TASK TO COMPLETE — Reproduce everything in the items below, from the line containing "Task: find each instance of the grass" down to the last line of the items.

Begin RECORDED INFORMATION

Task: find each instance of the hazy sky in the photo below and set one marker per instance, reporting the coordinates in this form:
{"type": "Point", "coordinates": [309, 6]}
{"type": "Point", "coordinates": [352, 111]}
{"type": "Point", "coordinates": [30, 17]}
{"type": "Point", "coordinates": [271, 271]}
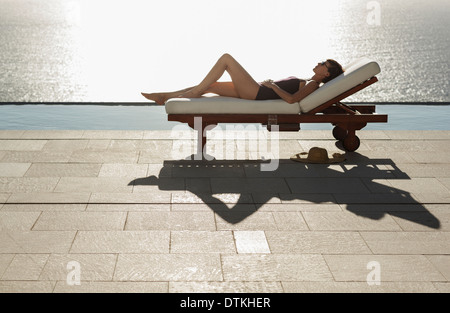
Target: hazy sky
{"type": "Point", "coordinates": [171, 44]}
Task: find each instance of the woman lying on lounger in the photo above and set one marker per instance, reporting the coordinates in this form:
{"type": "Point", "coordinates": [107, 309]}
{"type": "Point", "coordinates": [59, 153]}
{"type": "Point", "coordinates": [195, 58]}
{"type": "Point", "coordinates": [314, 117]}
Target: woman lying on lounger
{"type": "Point", "coordinates": [243, 86]}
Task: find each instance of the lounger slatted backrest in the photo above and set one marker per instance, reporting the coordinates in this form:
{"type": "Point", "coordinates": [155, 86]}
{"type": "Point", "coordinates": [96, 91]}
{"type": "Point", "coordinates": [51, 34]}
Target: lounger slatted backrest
{"type": "Point", "coordinates": [355, 73]}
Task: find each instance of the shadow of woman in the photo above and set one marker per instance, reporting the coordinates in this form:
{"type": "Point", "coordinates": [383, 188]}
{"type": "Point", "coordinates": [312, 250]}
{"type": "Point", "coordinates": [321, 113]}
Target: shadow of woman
{"type": "Point", "coordinates": [256, 188]}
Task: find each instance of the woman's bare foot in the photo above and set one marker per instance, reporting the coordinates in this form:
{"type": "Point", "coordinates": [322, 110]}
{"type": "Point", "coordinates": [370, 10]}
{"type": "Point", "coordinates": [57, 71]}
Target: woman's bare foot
{"type": "Point", "coordinates": [159, 98]}
{"type": "Point", "coordinates": [190, 94]}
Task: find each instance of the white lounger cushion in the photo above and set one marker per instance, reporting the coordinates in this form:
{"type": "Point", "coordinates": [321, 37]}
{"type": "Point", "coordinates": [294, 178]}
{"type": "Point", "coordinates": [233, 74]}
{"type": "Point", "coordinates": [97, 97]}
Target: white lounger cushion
{"type": "Point", "coordinates": [227, 105]}
{"type": "Point", "coordinates": [355, 73]}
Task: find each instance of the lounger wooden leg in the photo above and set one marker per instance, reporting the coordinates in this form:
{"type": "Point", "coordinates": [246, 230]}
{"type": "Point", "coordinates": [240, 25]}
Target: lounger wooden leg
{"type": "Point", "coordinates": [339, 133]}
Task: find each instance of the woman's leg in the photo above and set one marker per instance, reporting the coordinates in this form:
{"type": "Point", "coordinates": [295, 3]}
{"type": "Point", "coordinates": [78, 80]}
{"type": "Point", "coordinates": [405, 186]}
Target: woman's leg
{"type": "Point", "coordinates": [244, 85]}
{"type": "Point", "coordinates": [162, 97]}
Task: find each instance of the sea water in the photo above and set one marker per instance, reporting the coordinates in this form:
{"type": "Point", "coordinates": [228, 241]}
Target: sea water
{"type": "Point", "coordinates": [109, 51]}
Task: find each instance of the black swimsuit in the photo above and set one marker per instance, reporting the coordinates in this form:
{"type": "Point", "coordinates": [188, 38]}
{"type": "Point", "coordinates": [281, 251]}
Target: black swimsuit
{"type": "Point", "coordinates": [290, 84]}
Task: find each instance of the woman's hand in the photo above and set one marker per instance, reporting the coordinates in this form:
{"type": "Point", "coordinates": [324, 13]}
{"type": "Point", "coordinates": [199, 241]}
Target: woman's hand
{"type": "Point", "coordinates": [268, 83]}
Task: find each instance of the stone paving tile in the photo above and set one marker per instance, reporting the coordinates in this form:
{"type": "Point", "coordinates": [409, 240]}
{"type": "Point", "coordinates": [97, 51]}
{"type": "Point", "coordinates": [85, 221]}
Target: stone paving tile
{"type": "Point", "coordinates": [65, 145]}
{"type": "Point", "coordinates": [307, 198]}
{"type": "Point", "coordinates": [5, 260]}
{"type": "Point", "coordinates": [358, 287]}
{"type": "Point", "coordinates": [86, 156]}
{"type": "Point", "coordinates": [123, 170]}
{"type": "Point", "coordinates": [112, 287]}
{"type": "Point", "coordinates": [52, 134]}
{"type": "Point", "coordinates": [11, 134]}
{"type": "Point", "coordinates": [392, 267]}
{"type": "Point", "coordinates": [290, 221]}
{"type": "Point", "coordinates": [222, 226]}
{"type": "Point", "coordinates": [244, 220]}
{"type": "Point", "coordinates": [25, 267]}
{"type": "Point", "coordinates": [121, 242]}
{"type": "Point", "coordinates": [39, 207]}
{"type": "Point", "coordinates": [170, 221]}
{"type": "Point", "coordinates": [93, 267]}
{"type": "Point", "coordinates": [293, 207]}
{"type": "Point", "coordinates": [13, 169]}
{"type": "Point", "coordinates": [249, 185]}
{"type": "Point", "coordinates": [445, 181]}
{"type": "Point", "coordinates": [202, 242]}
{"type": "Point", "coordinates": [81, 221]}
{"type": "Point", "coordinates": [316, 242]}
{"type": "Point", "coordinates": [63, 170]}
{"type": "Point", "coordinates": [221, 198]}
{"type": "Point", "coordinates": [129, 207]}
{"type": "Point", "coordinates": [408, 242]}
{"type": "Point", "coordinates": [442, 263]}
{"type": "Point", "coordinates": [168, 267]}
{"type": "Point", "coordinates": [129, 198]}
{"type": "Point", "coordinates": [10, 221]}
{"type": "Point", "coordinates": [26, 286]}
{"type": "Point", "coordinates": [28, 184]}
{"type": "Point", "coordinates": [273, 268]}
{"type": "Point", "coordinates": [4, 197]}
{"type": "Point", "coordinates": [94, 184]}
{"type": "Point", "coordinates": [424, 170]}
{"type": "Point", "coordinates": [435, 157]}
{"type": "Point", "coordinates": [44, 156]}
{"type": "Point", "coordinates": [113, 134]}
{"type": "Point", "coordinates": [49, 197]}
{"type": "Point", "coordinates": [348, 221]}
{"type": "Point", "coordinates": [22, 145]}
{"type": "Point", "coordinates": [251, 242]}
{"type": "Point", "coordinates": [36, 242]}
{"type": "Point", "coordinates": [421, 185]}
{"type": "Point", "coordinates": [442, 287]}
{"type": "Point", "coordinates": [425, 219]}
{"type": "Point", "coordinates": [225, 287]}
{"type": "Point", "coordinates": [326, 185]}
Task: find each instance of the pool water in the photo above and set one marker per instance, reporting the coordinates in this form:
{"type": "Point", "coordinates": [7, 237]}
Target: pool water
{"type": "Point", "coordinates": [144, 117]}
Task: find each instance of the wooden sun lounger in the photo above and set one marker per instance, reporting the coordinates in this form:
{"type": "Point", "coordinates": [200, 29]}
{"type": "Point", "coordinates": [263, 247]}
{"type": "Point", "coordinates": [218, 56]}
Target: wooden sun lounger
{"type": "Point", "coordinates": [346, 119]}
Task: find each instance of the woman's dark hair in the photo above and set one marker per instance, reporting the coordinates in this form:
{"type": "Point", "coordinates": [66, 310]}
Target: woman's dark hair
{"type": "Point", "coordinates": [335, 69]}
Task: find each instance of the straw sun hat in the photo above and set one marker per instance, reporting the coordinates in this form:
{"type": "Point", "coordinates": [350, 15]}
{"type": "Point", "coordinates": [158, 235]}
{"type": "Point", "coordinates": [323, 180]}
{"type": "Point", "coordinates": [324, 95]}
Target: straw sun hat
{"type": "Point", "coordinates": [317, 155]}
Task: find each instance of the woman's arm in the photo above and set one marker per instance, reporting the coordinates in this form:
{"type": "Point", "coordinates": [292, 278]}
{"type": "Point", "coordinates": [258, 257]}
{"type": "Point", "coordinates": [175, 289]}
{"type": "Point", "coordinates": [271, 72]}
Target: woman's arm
{"type": "Point", "coordinates": [292, 98]}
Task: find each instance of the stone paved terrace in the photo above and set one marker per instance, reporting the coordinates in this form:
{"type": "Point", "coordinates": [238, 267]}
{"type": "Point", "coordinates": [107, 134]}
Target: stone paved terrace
{"type": "Point", "coordinates": [137, 219]}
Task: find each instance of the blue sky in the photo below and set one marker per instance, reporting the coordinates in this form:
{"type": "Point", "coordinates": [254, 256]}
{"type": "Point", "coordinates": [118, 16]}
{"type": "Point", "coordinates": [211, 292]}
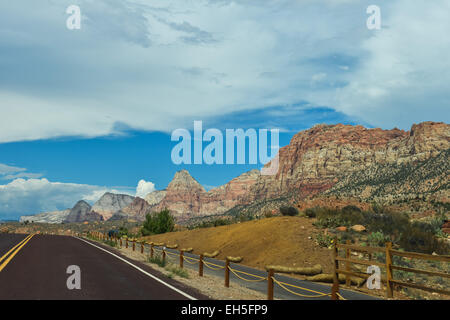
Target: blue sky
{"type": "Point", "coordinates": [92, 110]}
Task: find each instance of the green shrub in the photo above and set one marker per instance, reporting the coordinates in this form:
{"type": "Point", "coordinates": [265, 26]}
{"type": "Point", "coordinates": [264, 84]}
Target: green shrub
{"type": "Point", "coordinates": [157, 260]}
{"type": "Point", "coordinates": [158, 222]}
{"type": "Point", "coordinates": [418, 240]}
{"type": "Point", "coordinates": [324, 240]}
{"type": "Point", "coordinates": [289, 211]}
{"type": "Point", "coordinates": [178, 271]}
{"type": "Point", "coordinates": [378, 239]}
{"type": "Point", "coordinates": [310, 212]}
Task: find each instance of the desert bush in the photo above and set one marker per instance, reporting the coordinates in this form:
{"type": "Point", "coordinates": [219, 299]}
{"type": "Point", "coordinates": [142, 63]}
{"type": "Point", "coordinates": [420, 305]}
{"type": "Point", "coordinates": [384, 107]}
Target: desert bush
{"type": "Point", "coordinates": [288, 211]}
{"type": "Point", "coordinates": [418, 240]}
{"type": "Point", "coordinates": [158, 222]}
{"type": "Point", "coordinates": [268, 214]}
{"type": "Point", "coordinates": [310, 213]}
{"type": "Point", "coordinates": [178, 271]}
{"type": "Point", "coordinates": [157, 260]}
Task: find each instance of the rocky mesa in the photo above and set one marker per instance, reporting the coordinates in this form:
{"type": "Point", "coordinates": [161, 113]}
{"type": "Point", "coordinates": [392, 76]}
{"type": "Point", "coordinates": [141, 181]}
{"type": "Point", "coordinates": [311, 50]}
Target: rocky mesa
{"type": "Point", "coordinates": [350, 163]}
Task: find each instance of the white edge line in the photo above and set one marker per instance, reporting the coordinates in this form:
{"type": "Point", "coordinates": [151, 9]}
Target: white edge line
{"type": "Point", "coordinates": [141, 270]}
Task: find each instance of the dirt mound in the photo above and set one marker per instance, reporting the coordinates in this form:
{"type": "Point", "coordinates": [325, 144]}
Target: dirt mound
{"type": "Point", "coordinates": [280, 240]}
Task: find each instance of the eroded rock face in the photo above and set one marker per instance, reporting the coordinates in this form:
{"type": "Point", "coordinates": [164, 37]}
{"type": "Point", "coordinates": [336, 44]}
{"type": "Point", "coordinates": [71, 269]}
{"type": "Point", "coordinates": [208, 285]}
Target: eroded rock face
{"type": "Point", "coordinates": [155, 197]}
{"type": "Point", "coordinates": [318, 158]}
{"type": "Point", "coordinates": [136, 210]}
{"type": "Point", "coordinates": [183, 195]}
{"type": "Point", "coordinates": [346, 160]}
{"type": "Point", "coordinates": [111, 203]}
{"type": "Point", "coordinates": [47, 217]}
{"type": "Point", "coordinates": [82, 212]}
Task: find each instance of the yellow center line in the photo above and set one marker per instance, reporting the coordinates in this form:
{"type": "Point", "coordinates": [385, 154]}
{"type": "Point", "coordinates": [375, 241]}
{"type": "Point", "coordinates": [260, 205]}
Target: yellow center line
{"type": "Point", "coordinates": [6, 254]}
{"type": "Point", "coordinates": [3, 265]}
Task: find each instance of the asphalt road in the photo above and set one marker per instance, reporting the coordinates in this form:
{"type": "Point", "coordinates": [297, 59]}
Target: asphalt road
{"type": "Point", "coordinates": [38, 270]}
{"type": "Point", "coordinates": [311, 289]}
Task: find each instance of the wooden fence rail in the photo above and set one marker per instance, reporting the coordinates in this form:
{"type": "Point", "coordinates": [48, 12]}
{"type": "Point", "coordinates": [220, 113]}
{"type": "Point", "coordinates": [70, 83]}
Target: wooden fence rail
{"type": "Point", "coordinates": [388, 266]}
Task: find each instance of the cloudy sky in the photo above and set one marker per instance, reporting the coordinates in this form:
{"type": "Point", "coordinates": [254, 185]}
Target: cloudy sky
{"type": "Point", "coordinates": [89, 110]}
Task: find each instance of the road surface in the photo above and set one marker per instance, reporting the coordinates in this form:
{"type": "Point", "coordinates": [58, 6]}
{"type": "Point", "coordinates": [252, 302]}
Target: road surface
{"type": "Point", "coordinates": [36, 268]}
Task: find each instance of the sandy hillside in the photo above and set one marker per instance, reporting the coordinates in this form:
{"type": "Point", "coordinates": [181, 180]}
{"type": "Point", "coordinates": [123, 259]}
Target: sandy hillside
{"type": "Point", "coordinates": [278, 240]}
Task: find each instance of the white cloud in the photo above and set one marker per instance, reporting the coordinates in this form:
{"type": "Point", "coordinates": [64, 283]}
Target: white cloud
{"type": "Point", "coordinates": [11, 173]}
{"type": "Point", "coordinates": [143, 188]}
{"type": "Point", "coordinates": [5, 169]}
{"type": "Point", "coordinates": [405, 74]}
{"type": "Point", "coordinates": [32, 196]}
{"type": "Point", "coordinates": [160, 67]}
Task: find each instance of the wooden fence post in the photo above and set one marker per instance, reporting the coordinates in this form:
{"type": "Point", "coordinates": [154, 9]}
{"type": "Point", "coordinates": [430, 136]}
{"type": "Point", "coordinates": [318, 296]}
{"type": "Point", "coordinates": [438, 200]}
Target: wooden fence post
{"type": "Point", "coordinates": [227, 273]}
{"type": "Point", "coordinates": [270, 284]}
{"type": "Point", "coordinates": [335, 287]}
{"type": "Point", "coordinates": [347, 265]}
{"type": "Point", "coordinates": [200, 266]}
{"type": "Point", "coordinates": [389, 287]}
{"type": "Point", "coordinates": [181, 259]}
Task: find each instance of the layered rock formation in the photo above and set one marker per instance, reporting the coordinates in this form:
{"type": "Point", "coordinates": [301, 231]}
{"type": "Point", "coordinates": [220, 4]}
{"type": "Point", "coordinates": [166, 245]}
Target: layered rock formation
{"type": "Point", "coordinates": [111, 203]}
{"type": "Point", "coordinates": [82, 212]}
{"type": "Point", "coordinates": [137, 210]}
{"type": "Point", "coordinates": [155, 197]}
{"type": "Point", "coordinates": [344, 163]}
{"type": "Point", "coordinates": [332, 160]}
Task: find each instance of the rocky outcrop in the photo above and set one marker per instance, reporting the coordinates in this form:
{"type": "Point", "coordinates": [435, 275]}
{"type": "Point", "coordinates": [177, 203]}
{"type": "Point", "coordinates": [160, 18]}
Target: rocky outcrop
{"type": "Point", "coordinates": [332, 161]}
{"type": "Point", "coordinates": [332, 165]}
{"type": "Point", "coordinates": [155, 197]}
{"type": "Point", "coordinates": [81, 212]}
{"type": "Point", "coordinates": [183, 195]}
{"type": "Point", "coordinates": [136, 210]}
{"type": "Point", "coordinates": [47, 217]}
{"type": "Point", "coordinates": [111, 203]}
{"type": "Point", "coordinates": [319, 158]}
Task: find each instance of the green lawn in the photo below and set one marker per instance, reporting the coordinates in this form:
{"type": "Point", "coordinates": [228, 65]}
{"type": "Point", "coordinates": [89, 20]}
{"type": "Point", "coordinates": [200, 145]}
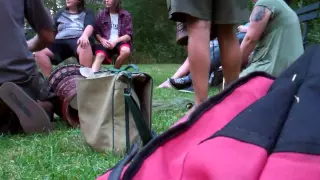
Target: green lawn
{"type": "Point", "coordinates": [64, 155]}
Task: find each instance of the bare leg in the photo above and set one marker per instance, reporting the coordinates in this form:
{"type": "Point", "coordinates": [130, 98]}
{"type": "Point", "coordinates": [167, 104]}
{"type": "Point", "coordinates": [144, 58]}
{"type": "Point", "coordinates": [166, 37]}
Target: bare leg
{"type": "Point", "coordinates": [97, 62]}
{"type": "Point", "coordinates": [183, 70]}
{"type": "Point", "coordinates": [43, 60]}
{"type": "Point", "coordinates": [199, 56]}
{"type": "Point", "coordinates": [230, 52]}
{"type": "Point", "coordinates": [85, 56]}
{"type": "Point", "coordinates": [123, 56]}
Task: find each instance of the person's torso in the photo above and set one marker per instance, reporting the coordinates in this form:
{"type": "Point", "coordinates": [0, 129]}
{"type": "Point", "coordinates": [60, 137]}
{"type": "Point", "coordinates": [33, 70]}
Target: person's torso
{"type": "Point", "coordinates": [114, 32]}
{"type": "Point", "coordinates": [106, 24]}
{"type": "Point", "coordinates": [16, 61]}
{"type": "Point", "coordinates": [281, 43]}
{"type": "Point", "coordinates": [70, 25]}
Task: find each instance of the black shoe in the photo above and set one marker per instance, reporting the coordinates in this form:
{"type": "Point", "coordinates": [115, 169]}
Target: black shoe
{"type": "Point", "coordinates": [180, 83]}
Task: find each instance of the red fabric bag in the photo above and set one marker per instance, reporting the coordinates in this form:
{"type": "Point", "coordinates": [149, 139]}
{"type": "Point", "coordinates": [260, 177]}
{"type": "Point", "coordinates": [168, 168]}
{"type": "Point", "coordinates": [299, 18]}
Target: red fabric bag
{"type": "Point", "coordinates": [259, 128]}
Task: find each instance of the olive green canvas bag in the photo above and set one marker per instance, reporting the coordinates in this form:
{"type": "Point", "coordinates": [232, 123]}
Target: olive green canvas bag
{"type": "Point", "coordinates": [114, 108]}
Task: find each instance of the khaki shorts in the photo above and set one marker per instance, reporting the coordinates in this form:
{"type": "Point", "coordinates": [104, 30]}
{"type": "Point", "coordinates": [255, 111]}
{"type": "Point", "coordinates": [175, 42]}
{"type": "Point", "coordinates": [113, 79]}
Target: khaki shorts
{"type": "Point", "coordinates": [217, 11]}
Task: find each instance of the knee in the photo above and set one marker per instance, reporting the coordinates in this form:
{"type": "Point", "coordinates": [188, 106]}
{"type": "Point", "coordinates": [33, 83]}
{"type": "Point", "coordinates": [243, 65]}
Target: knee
{"type": "Point", "coordinates": [99, 57]}
{"type": "Point", "coordinates": [125, 51]}
{"type": "Point", "coordinates": [87, 50]}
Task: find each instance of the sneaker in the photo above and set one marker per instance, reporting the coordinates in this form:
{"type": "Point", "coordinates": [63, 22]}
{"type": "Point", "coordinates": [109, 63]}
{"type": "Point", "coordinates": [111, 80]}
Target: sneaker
{"type": "Point", "coordinates": [180, 83]}
{"type": "Point", "coordinates": [187, 90]}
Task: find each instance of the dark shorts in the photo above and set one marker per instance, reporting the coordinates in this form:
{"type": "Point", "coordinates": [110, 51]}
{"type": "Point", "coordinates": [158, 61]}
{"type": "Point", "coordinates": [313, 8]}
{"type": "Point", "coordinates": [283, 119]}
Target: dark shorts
{"type": "Point", "coordinates": [216, 11]}
{"type": "Point", "coordinates": [63, 49]}
{"type": "Point", "coordinates": [99, 48]}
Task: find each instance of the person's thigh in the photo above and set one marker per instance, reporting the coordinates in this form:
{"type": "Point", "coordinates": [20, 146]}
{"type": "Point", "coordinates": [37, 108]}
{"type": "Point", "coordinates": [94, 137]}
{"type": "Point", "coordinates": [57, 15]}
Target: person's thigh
{"type": "Point", "coordinates": [180, 9]}
{"type": "Point", "coordinates": [100, 49]}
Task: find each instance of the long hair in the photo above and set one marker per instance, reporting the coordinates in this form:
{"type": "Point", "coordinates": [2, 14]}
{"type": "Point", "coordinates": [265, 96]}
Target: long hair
{"type": "Point", "coordinates": [81, 5]}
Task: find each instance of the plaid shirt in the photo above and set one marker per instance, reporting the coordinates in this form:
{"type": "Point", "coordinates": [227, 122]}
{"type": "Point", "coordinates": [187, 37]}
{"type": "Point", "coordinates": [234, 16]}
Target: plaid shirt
{"type": "Point", "coordinates": [103, 24]}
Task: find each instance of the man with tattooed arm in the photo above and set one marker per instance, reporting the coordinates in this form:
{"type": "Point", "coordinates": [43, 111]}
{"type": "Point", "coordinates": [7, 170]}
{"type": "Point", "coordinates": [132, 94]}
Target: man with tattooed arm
{"type": "Point", "coordinates": [274, 37]}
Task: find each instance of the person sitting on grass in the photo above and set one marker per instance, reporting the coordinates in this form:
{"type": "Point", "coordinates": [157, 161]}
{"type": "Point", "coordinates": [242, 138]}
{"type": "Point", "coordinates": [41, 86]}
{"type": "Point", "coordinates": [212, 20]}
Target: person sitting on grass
{"type": "Point", "coordinates": [181, 80]}
{"type": "Point", "coordinates": [273, 37]}
{"type": "Point", "coordinates": [114, 32]}
{"type": "Point", "coordinates": [74, 25]}
{"type": "Point", "coordinates": [24, 95]}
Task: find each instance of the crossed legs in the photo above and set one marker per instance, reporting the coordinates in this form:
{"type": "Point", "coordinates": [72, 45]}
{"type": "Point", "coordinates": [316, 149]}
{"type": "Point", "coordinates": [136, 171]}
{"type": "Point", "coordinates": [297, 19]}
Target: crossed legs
{"type": "Point", "coordinates": [43, 57]}
{"type": "Point", "coordinates": [101, 55]}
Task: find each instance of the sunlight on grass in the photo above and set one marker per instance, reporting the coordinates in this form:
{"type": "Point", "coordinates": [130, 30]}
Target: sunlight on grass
{"type": "Point", "coordinates": [63, 154]}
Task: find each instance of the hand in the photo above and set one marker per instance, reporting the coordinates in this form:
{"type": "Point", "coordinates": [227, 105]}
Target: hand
{"type": "Point", "coordinates": [104, 43]}
{"type": "Point", "coordinates": [112, 44]}
{"type": "Point", "coordinates": [83, 41]}
{"type": "Point", "coordinates": [242, 28]}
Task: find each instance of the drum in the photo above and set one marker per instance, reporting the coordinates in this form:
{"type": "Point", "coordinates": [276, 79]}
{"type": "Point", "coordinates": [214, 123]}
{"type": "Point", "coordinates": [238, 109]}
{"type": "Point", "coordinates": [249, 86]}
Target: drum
{"type": "Point", "coordinates": [63, 83]}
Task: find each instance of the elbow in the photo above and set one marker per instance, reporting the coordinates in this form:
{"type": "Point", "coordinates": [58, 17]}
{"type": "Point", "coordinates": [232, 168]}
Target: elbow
{"type": "Point", "coordinates": [47, 37]}
{"type": "Point", "coordinates": [251, 39]}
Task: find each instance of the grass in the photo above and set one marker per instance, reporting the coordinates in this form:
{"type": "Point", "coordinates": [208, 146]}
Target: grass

End RECORDED INFORMATION

REPLY —
Task: find each instance of the grass in the photo above and set one marker per instance, reporting the coordinates in this form:
{"type": "Point", "coordinates": [208, 146]}
Target: grass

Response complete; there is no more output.